* **EXERCISE PASSAGE**:
------------------------------------

Anything popular eventually comes up against an equal force of its own resistance. In systems thinking, this is known as a balancing loop.
When a good restaurant opens in town, it gets rave reviews and everyone wants to go. This means it either becomes too expensive or too difficult to get a booking. The restaurant might become a chain, but then maintaining standards becomes a challenge, and chain restaurants lose their luster and fewer people want to go.
When a tourist destination gets rave reviews it’s ruined by a flood of tourists.
A while back, it became clear that pithy, absolutist, statements on Twitter attracted the most attention. Everyone rushed to embrace the same tactic. This creates fatigue and undermines the credibility of everyone embracing the same approach (remember listicles? ‘You won’t believe number 7!’).
The popularity of podcasts and newsletters is another example. The more people who create one, the fewer people each will attract. This in turn creates fatigue with the medium and an eventual backlash against their perceived value.

------------------------------------

* **DATASET EXTRACT**:
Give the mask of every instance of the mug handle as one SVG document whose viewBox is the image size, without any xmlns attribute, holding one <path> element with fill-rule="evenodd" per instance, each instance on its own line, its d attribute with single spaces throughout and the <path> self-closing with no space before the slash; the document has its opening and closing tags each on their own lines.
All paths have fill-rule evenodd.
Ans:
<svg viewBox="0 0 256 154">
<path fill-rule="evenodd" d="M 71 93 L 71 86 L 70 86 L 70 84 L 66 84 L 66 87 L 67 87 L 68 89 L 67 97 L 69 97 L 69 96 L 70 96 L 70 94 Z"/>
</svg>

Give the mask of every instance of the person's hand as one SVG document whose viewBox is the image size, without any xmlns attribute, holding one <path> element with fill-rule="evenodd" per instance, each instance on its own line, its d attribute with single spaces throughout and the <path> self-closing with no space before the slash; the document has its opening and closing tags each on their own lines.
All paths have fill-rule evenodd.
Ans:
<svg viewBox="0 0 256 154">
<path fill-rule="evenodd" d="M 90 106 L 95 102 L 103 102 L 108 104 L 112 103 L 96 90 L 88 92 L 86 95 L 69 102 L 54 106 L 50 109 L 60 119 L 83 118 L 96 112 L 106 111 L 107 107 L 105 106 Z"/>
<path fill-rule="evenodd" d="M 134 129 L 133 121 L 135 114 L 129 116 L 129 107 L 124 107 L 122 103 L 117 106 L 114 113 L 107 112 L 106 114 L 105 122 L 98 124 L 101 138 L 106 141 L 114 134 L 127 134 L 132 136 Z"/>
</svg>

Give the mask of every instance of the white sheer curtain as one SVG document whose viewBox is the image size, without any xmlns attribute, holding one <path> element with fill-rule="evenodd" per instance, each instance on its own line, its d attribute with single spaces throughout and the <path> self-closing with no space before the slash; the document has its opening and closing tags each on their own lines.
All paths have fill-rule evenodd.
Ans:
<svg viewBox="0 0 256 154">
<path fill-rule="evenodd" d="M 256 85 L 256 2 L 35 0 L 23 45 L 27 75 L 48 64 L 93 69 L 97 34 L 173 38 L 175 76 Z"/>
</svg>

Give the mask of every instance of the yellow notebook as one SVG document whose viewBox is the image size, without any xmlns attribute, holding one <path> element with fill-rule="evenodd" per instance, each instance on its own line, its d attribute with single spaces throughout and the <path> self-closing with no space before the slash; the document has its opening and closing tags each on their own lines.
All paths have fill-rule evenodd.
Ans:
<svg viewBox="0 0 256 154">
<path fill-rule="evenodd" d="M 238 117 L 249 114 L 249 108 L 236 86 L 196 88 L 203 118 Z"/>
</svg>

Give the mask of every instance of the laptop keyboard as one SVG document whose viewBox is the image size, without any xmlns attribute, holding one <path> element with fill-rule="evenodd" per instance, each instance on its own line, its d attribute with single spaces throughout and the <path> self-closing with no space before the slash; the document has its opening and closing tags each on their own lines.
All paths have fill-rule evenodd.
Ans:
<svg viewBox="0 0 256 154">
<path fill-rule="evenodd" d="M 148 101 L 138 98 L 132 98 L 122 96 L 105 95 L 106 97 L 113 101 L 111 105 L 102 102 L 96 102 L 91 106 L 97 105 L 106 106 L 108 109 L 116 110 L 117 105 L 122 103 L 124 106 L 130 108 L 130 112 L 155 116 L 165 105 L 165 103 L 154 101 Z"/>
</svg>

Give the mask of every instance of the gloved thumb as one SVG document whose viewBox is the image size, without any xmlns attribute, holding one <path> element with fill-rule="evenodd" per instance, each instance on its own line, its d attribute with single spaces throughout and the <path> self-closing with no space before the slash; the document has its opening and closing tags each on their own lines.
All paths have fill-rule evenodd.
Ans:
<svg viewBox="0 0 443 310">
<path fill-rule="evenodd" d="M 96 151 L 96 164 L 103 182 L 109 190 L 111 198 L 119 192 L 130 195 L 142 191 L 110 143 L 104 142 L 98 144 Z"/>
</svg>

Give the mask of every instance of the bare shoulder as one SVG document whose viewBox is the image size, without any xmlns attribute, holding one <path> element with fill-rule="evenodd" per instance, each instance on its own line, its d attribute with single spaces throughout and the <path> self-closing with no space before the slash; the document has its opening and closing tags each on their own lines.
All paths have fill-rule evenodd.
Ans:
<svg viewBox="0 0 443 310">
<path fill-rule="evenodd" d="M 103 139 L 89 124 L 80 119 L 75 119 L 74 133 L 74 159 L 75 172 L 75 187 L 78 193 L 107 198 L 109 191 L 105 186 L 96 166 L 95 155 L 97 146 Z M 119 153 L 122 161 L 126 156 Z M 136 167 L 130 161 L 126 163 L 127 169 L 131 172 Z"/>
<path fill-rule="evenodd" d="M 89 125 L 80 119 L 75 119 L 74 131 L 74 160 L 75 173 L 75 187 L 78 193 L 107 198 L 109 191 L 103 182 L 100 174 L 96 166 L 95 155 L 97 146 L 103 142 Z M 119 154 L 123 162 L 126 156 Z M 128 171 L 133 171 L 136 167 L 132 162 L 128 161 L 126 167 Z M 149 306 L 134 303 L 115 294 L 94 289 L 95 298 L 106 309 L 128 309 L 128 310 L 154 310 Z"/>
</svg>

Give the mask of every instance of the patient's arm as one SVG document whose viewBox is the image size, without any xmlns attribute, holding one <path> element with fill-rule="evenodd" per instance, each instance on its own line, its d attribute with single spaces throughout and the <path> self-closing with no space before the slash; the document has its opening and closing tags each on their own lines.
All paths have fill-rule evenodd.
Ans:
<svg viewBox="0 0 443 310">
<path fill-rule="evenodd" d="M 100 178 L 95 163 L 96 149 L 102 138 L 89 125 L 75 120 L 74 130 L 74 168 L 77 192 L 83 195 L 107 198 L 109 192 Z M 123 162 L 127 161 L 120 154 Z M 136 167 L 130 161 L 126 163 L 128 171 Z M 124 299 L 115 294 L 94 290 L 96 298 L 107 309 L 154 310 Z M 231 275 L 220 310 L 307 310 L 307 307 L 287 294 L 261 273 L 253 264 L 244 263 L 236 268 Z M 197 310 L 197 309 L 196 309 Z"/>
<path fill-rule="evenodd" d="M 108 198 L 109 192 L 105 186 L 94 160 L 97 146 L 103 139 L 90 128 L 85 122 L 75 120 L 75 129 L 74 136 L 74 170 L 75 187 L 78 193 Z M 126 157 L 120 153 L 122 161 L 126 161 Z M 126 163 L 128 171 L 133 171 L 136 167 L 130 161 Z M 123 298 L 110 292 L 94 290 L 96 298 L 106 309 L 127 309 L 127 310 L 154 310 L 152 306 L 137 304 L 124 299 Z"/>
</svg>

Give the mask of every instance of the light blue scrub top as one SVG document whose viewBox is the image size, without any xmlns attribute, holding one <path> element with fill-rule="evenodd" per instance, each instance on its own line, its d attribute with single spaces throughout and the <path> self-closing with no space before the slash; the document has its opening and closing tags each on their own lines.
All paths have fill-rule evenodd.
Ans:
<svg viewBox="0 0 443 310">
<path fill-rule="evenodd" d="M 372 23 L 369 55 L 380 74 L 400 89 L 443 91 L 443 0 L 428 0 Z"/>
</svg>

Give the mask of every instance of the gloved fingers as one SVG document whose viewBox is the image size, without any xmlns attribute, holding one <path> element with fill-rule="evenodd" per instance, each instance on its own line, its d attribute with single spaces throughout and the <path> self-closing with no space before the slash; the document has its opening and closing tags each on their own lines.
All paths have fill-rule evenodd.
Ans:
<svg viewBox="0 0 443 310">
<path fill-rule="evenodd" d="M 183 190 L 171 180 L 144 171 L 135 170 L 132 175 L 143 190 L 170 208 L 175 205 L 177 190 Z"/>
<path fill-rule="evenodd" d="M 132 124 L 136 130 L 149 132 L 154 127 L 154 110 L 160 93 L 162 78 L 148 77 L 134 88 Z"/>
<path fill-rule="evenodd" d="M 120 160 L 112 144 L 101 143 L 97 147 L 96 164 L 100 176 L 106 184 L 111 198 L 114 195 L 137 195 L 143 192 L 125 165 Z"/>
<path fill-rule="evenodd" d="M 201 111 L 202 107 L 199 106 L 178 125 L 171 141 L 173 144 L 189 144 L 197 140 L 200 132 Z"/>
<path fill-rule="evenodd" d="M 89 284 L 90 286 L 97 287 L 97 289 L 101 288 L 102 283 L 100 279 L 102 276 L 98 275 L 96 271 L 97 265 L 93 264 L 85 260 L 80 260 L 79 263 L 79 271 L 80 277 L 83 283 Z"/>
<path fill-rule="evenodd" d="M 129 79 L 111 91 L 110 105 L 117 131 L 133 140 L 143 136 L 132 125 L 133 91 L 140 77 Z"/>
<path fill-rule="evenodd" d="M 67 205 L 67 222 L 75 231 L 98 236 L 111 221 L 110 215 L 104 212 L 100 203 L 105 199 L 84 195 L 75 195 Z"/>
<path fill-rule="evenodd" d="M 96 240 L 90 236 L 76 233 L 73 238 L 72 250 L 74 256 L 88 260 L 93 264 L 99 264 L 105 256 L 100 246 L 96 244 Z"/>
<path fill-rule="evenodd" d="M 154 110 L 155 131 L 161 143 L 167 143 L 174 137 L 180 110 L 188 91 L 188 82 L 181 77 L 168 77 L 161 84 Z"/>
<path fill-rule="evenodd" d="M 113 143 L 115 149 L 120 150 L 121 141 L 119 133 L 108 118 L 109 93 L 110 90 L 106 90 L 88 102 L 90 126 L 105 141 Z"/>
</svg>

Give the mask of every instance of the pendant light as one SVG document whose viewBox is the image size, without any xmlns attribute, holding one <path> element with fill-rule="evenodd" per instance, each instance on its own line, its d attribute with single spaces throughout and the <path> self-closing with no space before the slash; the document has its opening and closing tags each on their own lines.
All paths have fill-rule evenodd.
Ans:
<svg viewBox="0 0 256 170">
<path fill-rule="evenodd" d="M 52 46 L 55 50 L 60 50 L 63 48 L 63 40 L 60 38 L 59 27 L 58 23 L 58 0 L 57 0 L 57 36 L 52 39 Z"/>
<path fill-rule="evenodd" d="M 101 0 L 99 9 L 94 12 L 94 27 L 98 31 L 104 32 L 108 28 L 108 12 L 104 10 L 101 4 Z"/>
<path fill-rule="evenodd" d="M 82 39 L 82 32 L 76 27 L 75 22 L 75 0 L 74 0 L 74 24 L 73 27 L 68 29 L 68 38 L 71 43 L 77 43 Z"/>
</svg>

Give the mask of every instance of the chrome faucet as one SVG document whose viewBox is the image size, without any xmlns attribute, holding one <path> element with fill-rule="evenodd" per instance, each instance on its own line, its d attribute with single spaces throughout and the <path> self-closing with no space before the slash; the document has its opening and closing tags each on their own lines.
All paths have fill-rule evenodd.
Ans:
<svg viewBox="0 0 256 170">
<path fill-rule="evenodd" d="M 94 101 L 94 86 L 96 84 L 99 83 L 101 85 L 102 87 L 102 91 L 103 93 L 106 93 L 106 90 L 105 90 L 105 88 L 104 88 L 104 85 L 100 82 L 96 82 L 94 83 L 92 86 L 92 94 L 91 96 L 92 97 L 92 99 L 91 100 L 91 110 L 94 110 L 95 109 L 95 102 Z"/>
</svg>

------------------------------------

* **BRIEF 1**:
Answer these questions using the passage on popularity and resistance:
(a) What name does systems thinking give to something popular meeting an equal force of resistance?
(b) What kind of statements on Twitter drew the most attention?
(c) Which two media are given as another example?
* **BRIEF 2**: Rewrite the part of the passage on popularity and resistance that opens with the words containing "When a good" and closes with "flood of tourists.", putting "glowing reviews" in place of "rave reviews".
* **BRIEF 3**: Continue the passage on popularity and resistance from where it stops.
The data come from a different source than the passage on popularity and resistance.

* **RESPONSE AREA 1**:
(a) A balancing loop.
(b) Pithy, absolutist statements.
(c) Podcasts and newsletters.

* **RESPONSE AREA 2**:
When a good restaurant opens in town, it gets glowing reviews and everyone wants to go. This means it either becomes too expensive or too difficult to get a booking. The restaurant might become a chain, but then maintaining standards becomes a challenge, and chain restaurants lose their luster and fewer people want to go.
When a tourist destination gets glowing reviews it’s ruined by a flood of tourists.

* **RESPONSE AREA 3**:
Communities are no different. As your community grows in popularity it encounters similar balancing loops. It becomes a target for bad actors. It becomes harder to feel like you belong. The community attracts poorer quality (or repetitive) questions (which in turn tend to drive the experts into private spaces).
It’s important to consider the strategic implications of balancing loops. Anything that is exploding in popularity will eventually clash against its own balancing loops. Whether you should incorporate or embrace it depends on whether it supports your strategy. Most of the time, the answer is to be patient and stick to the plan.